▶ _INSTRUCTIONS FOR THE TASK_: Retype each entry below exactly. Do not carry any image over.

▶ _SOURCE DATA_:

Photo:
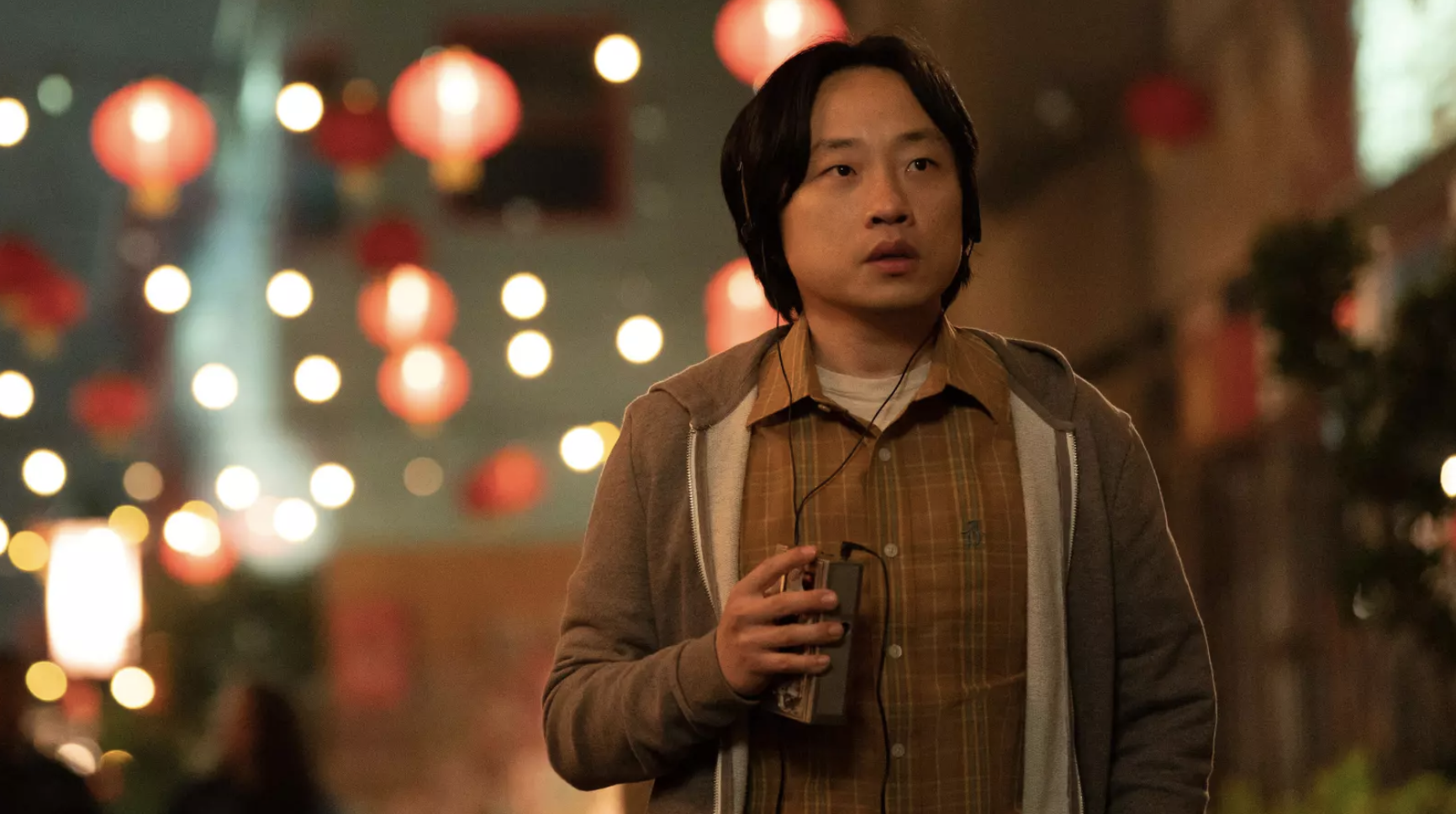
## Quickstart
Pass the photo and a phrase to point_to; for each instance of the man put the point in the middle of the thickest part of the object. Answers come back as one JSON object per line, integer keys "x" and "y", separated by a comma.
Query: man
{"x": 1030, "y": 644}
{"x": 29, "y": 781}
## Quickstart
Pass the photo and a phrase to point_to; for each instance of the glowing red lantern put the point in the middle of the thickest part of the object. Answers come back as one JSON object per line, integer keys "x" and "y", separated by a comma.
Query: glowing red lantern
{"x": 391, "y": 242}
{"x": 455, "y": 108}
{"x": 111, "y": 407}
{"x": 51, "y": 306}
{"x": 509, "y": 483}
{"x": 198, "y": 569}
{"x": 755, "y": 37}
{"x": 354, "y": 143}
{"x": 424, "y": 383}
{"x": 22, "y": 268}
{"x": 1167, "y": 111}
{"x": 153, "y": 135}
{"x": 407, "y": 306}
{"x": 736, "y": 306}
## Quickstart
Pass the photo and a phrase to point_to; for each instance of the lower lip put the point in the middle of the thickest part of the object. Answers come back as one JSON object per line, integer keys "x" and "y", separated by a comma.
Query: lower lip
{"x": 894, "y": 266}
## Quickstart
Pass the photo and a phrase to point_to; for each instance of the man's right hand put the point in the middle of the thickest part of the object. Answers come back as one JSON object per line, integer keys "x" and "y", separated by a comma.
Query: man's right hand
{"x": 750, "y": 638}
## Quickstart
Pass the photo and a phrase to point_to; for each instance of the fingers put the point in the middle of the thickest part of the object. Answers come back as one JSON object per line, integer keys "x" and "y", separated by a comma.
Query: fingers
{"x": 771, "y": 569}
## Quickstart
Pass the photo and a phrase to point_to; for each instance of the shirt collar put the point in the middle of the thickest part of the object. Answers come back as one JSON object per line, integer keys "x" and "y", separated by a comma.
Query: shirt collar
{"x": 958, "y": 360}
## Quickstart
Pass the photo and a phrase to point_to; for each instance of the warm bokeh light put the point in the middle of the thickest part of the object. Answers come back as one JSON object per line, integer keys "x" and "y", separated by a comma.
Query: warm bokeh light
{"x": 45, "y": 680}
{"x": 331, "y": 485}
{"x": 29, "y": 551}
{"x": 191, "y": 533}
{"x": 92, "y": 599}
{"x": 168, "y": 288}
{"x": 143, "y": 481}
{"x": 316, "y": 379}
{"x": 238, "y": 488}
{"x": 523, "y": 296}
{"x": 294, "y": 521}
{"x": 214, "y": 386}
{"x": 133, "y": 688}
{"x": 16, "y": 395}
{"x": 288, "y": 293}
{"x": 609, "y": 436}
{"x": 424, "y": 477}
{"x": 13, "y": 123}
{"x": 360, "y": 97}
{"x": 640, "y": 340}
{"x": 130, "y": 523}
{"x": 529, "y": 354}
{"x": 54, "y": 93}
{"x": 300, "y": 107}
{"x": 618, "y": 57}
{"x": 44, "y": 472}
{"x": 583, "y": 449}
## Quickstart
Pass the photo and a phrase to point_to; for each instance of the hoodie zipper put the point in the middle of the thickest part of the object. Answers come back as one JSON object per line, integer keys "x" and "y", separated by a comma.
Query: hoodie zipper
{"x": 702, "y": 571}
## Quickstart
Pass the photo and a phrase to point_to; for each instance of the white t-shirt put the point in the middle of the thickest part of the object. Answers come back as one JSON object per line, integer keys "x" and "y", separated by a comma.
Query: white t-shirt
{"x": 863, "y": 396}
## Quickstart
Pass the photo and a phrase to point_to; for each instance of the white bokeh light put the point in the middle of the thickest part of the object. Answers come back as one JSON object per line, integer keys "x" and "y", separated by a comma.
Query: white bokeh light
{"x": 16, "y": 395}
{"x": 583, "y": 449}
{"x": 214, "y": 386}
{"x": 316, "y": 379}
{"x": 640, "y": 340}
{"x": 300, "y": 107}
{"x": 44, "y": 472}
{"x": 168, "y": 288}
{"x": 288, "y": 293}
{"x": 294, "y": 521}
{"x": 618, "y": 57}
{"x": 13, "y": 123}
{"x": 238, "y": 488}
{"x": 523, "y": 296}
{"x": 331, "y": 485}
{"x": 529, "y": 354}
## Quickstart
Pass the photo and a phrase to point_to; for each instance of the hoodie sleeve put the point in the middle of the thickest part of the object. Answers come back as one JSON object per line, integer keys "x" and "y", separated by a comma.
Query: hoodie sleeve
{"x": 1163, "y": 742}
{"x": 622, "y": 706}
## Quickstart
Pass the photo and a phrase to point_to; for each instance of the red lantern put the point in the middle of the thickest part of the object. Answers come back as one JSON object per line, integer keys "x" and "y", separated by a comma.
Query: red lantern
{"x": 408, "y": 304}
{"x": 736, "y": 306}
{"x": 111, "y": 407}
{"x": 153, "y": 135}
{"x": 22, "y": 270}
{"x": 509, "y": 483}
{"x": 391, "y": 242}
{"x": 1167, "y": 111}
{"x": 198, "y": 569}
{"x": 456, "y": 109}
{"x": 424, "y": 383}
{"x": 53, "y": 306}
{"x": 755, "y": 37}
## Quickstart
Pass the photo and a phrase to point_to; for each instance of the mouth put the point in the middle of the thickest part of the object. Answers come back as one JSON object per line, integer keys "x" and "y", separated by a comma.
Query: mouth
{"x": 893, "y": 256}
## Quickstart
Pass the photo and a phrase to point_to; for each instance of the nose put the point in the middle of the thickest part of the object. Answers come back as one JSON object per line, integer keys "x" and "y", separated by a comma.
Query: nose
{"x": 887, "y": 201}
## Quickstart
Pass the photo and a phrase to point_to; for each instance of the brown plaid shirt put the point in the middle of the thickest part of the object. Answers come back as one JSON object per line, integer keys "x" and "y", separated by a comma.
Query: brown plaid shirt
{"x": 938, "y": 495}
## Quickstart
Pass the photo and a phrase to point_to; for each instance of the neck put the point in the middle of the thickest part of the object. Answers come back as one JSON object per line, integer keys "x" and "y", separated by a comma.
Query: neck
{"x": 868, "y": 350}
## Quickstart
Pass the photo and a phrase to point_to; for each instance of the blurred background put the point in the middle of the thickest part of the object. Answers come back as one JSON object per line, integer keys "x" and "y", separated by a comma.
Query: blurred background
{"x": 319, "y": 316}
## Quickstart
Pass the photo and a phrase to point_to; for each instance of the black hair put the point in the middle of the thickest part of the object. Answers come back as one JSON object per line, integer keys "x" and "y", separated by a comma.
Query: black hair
{"x": 766, "y": 151}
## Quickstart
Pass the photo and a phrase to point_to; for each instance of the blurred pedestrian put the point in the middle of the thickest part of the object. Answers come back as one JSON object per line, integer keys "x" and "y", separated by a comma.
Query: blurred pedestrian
{"x": 264, "y": 764}
{"x": 29, "y": 781}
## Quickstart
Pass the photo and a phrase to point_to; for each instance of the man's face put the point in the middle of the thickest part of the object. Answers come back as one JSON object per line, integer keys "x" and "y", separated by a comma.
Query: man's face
{"x": 875, "y": 228}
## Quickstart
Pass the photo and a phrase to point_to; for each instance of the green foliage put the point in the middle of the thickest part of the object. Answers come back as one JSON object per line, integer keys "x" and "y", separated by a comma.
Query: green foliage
{"x": 1347, "y": 788}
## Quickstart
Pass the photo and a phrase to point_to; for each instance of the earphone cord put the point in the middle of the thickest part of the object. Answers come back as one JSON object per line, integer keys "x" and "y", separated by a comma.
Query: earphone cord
{"x": 845, "y": 547}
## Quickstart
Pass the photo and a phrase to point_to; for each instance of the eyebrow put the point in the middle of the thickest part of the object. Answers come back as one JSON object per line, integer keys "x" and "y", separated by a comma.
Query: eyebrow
{"x": 912, "y": 137}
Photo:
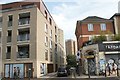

▶ _REPLY_:
Photo:
## Quickstart
Pass the photo and a phrase to point_to; for each instance of the man put the point in the middle of the thickest part of the object. Answers come back as one JSON object per line, integer keys "x" and "y", separated by a comma.
Query: man
{"x": 1030, "y": 644}
{"x": 29, "y": 781}
## Quickstart
Pass the photo and a phrase to point_to; for each instance of the glowing red lantern put the point in the middle of the thickest part of the object. Answers come back as one JSON object per line, integer keys "x" and "y", separated by a comma.
Query: glowing red lantern
{"x": 391, "y": 242}
{"x": 455, "y": 108}
{"x": 111, "y": 407}
{"x": 51, "y": 306}
{"x": 509, "y": 483}
{"x": 198, "y": 569}
{"x": 755, "y": 37}
{"x": 354, "y": 143}
{"x": 424, "y": 383}
{"x": 22, "y": 268}
{"x": 1167, "y": 111}
{"x": 153, "y": 135}
{"x": 407, "y": 306}
{"x": 736, "y": 306}
## Quickstart
Pass the photo and a phrase to point_to; for each instance of the lower lip put the point in the middle of the thickest part of the object. Answers come back as one JSON object per line, integer keys "x" and "y", separated by a comma.
Query: lower lip
{"x": 894, "y": 266}
## Quickstart
Pass the photo and a phrase to point_to; for each instance of the man's right hand put the point in the middle of the thickest part of the object. Answers come back as one JSON object per line, integer keys "x" and "y", separated by a comma.
Query: man's right hand
{"x": 750, "y": 638}
## Quickstart
Pass the photo and a phrase to point_to; for each instance of the fingers put the point in the middle of the thickest part of the object. Answers come back as one JSON object per line, integer keys "x" and "y", separated by a comma.
Query: fingers
{"x": 771, "y": 569}
## Quickstart
Pass the photo and a phrase to point_to; for each instance of the shirt collar put the point in the middle of the thickest part of the object. Answers come back as one JSON object per line, integer keys "x" and "y", separated by a comma.
Query: shirt collar
{"x": 958, "y": 360}
## Quickstart
Pass the photo and a phrase to point_to; for each instance of the warm bokeh light put the point in the middle of the thickest part of the object. Answers come back as one JSON object per line, integer keys "x" and "y", separated by a comma.
Query: warm bokeh light
{"x": 45, "y": 680}
{"x": 331, "y": 485}
{"x": 29, "y": 551}
{"x": 191, "y": 533}
{"x": 92, "y": 599}
{"x": 168, "y": 288}
{"x": 143, "y": 481}
{"x": 316, "y": 379}
{"x": 238, "y": 488}
{"x": 523, "y": 296}
{"x": 294, "y": 521}
{"x": 214, "y": 386}
{"x": 133, "y": 688}
{"x": 16, "y": 395}
{"x": 288, "y": 293}
{"x": 609, "y": 436}
{"x": 424, "y": 477}
{"x": 13, "y": 123}
{"x": 360, "y": 97}
{"x": 640, "y": 340}
{"x": 130, "y": 523}
{"x": 529, "y": 354}
{"x": 54, "y": 93}
{"x": 300, "y": 107}
{"x": 618, "y": 57}
{"x": 44, "y": 472}
{"x": 583, "y": 449}
## Quickstart
Pass the photo and a phrase to point_to; for each instance of the hoodie zipper put the point in the middle of the thickest part of the object. Answers come back as one JSON object per line, integer keys "x" and "y", separated by a comma.
Query: hoodie zipper
{"x": 702, "y": 571}
## Quickstart
Pass the photo and a phrase to point_to; for each instance of the white t-shirt put the point in the middle of the thickest part of the object. Answers come back as one JSON object per line, integer keys "x" and "y", separated by a comma.
Query: white t-shirt
{"x": 863, "y": 396}
## Quickstart
Pass the photo and a phrase to point_to; for each instance of the white bokeh light put the point in the middle of the thickest part of the object. Answers come back as one JSON object per line, integer keys "x" and "y", separated by a comma.
Query: white bokeh light
{"x": 16, "y": 395}
{"x": 583, "y": 449}
{"x": 214, "y": 386}
{"x": 316, "y": 379}
{"x": 640, "y": 340}
{"x": 300, "y": 107}
{"x": 44, "y": 472}
{"x": 168, "y": 288}
{"x": 288, "y": 293}
{"x": 294, "y": 521}
{"x": 618, "y": 57}
{"x": 13, "y": 123}
{"x": 238, "y": 488}
{"x": 523, "y": 296}
{"x": 331, "y": 485}
{"x": 529, "y": 354}
## Quickstart
Pass the photo and a phrase to point_to; for each instance of the hoodie sleeve put the point in the middle of the thickest part of the object. Answers come back as one JSON object per line, integer keys "x" and "y", separated by a comma.
Query: hoodie sleeve
{"x": 1163, "y": 742}
{"x": 622, "y": 706}
## Quickstart
Pass the photo and a phrase to point_to; for each instance of the red lantern put the point in the middle of the thickest part of the object. Answers come back as one JSON object per line, integer keys "x" and "y", separated by a comma.
Query: red lantern
{"x": 408, "y": 304}
{"x": 736, "y": 306}
{"x": 111, "y": 407}
{"x": 153, "y": 135}
{"x": 22, "y": 270}
{"x": 509, "y": 483}
{"x": 391, "y": 242}
{"x": 1167, "y": 111}
{"x": 198, "y": 569}
{"x": 456, "y": 109}
{"x": 424, "y": 383}
{"x": 53, "y": 306}
{"x": 755, "y": 37}
## Quickstart
Pass the photo and a phrase to point_to; for each instance of the mouth put the point in the middle of the thickest part of the object. Answers come back as one JSON object per line, integer keys "x" and "y", separated by a comma.
Query: mouth
{"x": 893, "y": 256}
## Quickstart
Pass the photo and a phrase to point_to; for each instance of the nose put the point in the middle of the thickest part of the object. Answers come back as one JSON object per line, integer keys "x" and "y", separated by a comma.
Query: nose
{"x": 887, "y": 201}
## Quickstart
Pass the photo and a phrase to point_to; for each instance of the brown plaid shirt put the point in the middle of the thickest part of the object. Answers come back as one JSON object per line, integer keys "x" and "y", separated by a comma.
Query: brown plaid shirt
{"x": 938, "y": 495}
## Quickstart
Pass the photo and a phrase to point_to; for each instance of the neck put the point in the middle of the thickest part of the object. Answers come back as one JSON object per line, integer keys "x" and "y", separated by a comma.
Query: neck
{"x": 868, "y": 350}
## Quickstart
Pass the photo and a phrase to point_to; for each instance of the blurred background put the point in the middle of the thickest part of the object. Answers come back as one JSON object per line, integer keys "x" and "y", separated by a comma.
Query: blurred background
{"x": 319, "y": 316}
## Quickstart
Pass the photo and a phrase to point_to; for each instance of the black hair put the point in the middle of the thickest part of the object. Answers come back as one JSON object per line, integer keys "x" and "y", separated by a comma.
Query: black hair
{"x": 766, "y": 151}
## Quickstart
Pass the photo and a phrase to point_to; for each instance of the blurred pedestrian put the point in the middle of the thickest part of the object. Answers come back as one JSON object per line, integer keys "x" and "y", separated by a comma.
Query: blurred pedestrian
{"x": 264, "y": 764}
{"x": 29, "y": 781}
## Quickstart
Pass the photo and a phrase to point_to; for each instance of the man's face put the point in the middle of the thickest part of the object. Answers come back as one JSON object per line, integer keys "x" and "y", separated by a comma.
Query: man's face
{"x": 875, "y": 228}
## Quickstart
Pass the photo and a phrase to point_to; for each instance of the green foliage put the point in the middle of the thickest part of the object. Answers come back as one JSON object per line, integer keys "x" and "y", separated by a comma.
Query: green foliage
{"x": 1347, "y": 788}
## Quickstart
Pass the photo and a phrase to point_to; for each instance of the earphone cord put the point in the middle of the thickest part of the object. Answers come back as one JSON object per line, integer keys "x" and "y", separated by a comma.
Query: earphone cord
{"x": 845, "y": 547}
## Quickstart
Pass the photo and a phrase to point_to; for each instance of the eyebrow put the point in the middle of the thickest part of the object. Answers come back as one JSON object per line, integer keys "x" and "y", separated by a comma.
Query: eyebrow
{"x": 912, "y": 137}
Photo:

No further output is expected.